AUFGABENSTELLUNG. Gib aus dem Seitentext den Abschnitt zwischen "Der Verwaltungsrechtsweg gemäß" und "des amtlichen Entscheidungsabdrucks)." einschließlich beider Grenzen unverändert aus.

SEITENTEXT.
-.-.-

Die Klage hat keinen Erfolg, da sie teilweise bereits unzulässig und im Übrigen unbegründet ist.

Der Verwaltungsrechtsweg gemäß § 40 Abs. 1 S. 1 Verwaltungsgerichtsordnung (- VwGO -) ist vorliegend eröffnet. Presseauskünfte durch Pressestellen der Staatsanwaltschaften sind funktional nicht der Strafermittlung und Strafverfolgung i.S.d. § 23 Abs. 1 S. 1 Einführungsgesetz zum Gerichtsverfassungsgesetz (- EGGVG -) zuzurechnen. Ihr Zweck ist vielmehr die Öffentlichkeitsarbeit, die dem allgemeinen öffentlichen Recht zuzuordnen ist (BVerwG, Urteil vom 14.4.1988 - 3 C 65/85, NJW 1989, 412 [413]; VG Frankfurt a.M., Beschluss vom 25.5.2001 – 1 G 2174/91, juris, Rn. 6; VG Berlin, Gerichtsbescheid vom 23.3.2010 – VG 1 K 914.09, S. 3 des amtlichen Entscheidungsabdrucks).

-.-.-

BEREITGESTELLTE DATEN.
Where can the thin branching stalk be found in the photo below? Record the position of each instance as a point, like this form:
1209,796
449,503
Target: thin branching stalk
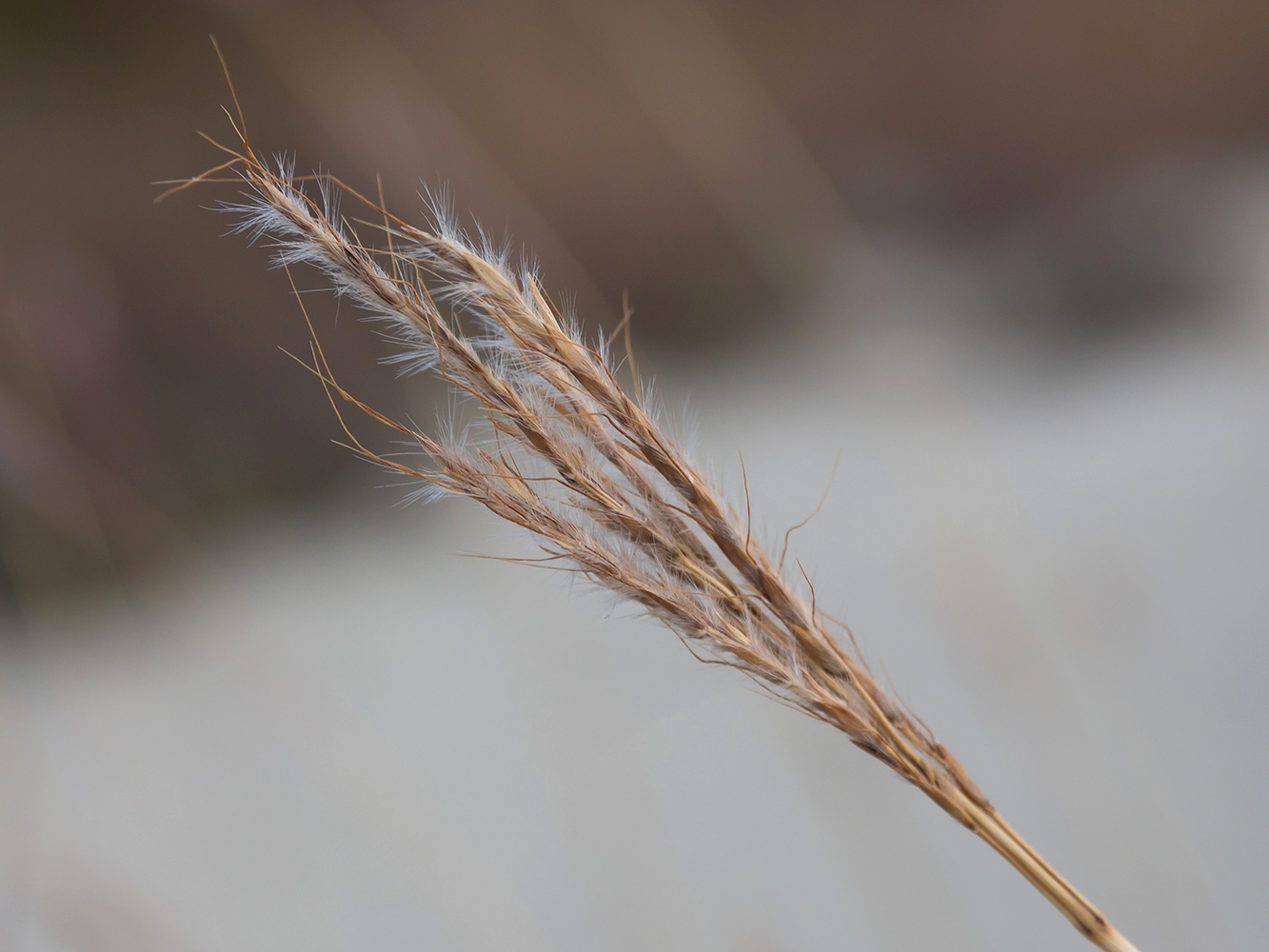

-.-.-

AUSGABE.
Der Verwaltungsrechtsweg gemäß § 40 Abs. 1 S. 1 Verwaltungsgerichtsordnung (- VwGO -) ist vorliegend eröffnet. Presseauskünfte durch Pressestellen der Staatsanwaltschaften sind funktional nicht der Strafermittlung und Strafverfolgung i.S.d. § 23 Abs. 1 S. 1 Einführungsgesetz zum Gerichtsverfassungsgesetz (- EGGVG -) zuzurechnen. Ihr Zweck ist vielmehr die Öffentlichkeitsarbeit, die dem allgemeinen öffentlichen Recht zuzuordnen ist (BVerwG, Urteil vom 14.4.1988 - 3 C 65/85, NJW 1989, 412 [413]; VG Frankfurt a.M., Beschluss vom 25.5.2001 – 1 G 2174/91, juris, Rn. 6; VG Berlin, Gerichtsbescheid vom 23.3.2010 – VG 1 K 914.09, S. 3 des amtlichen Entscheidungsabdrucks).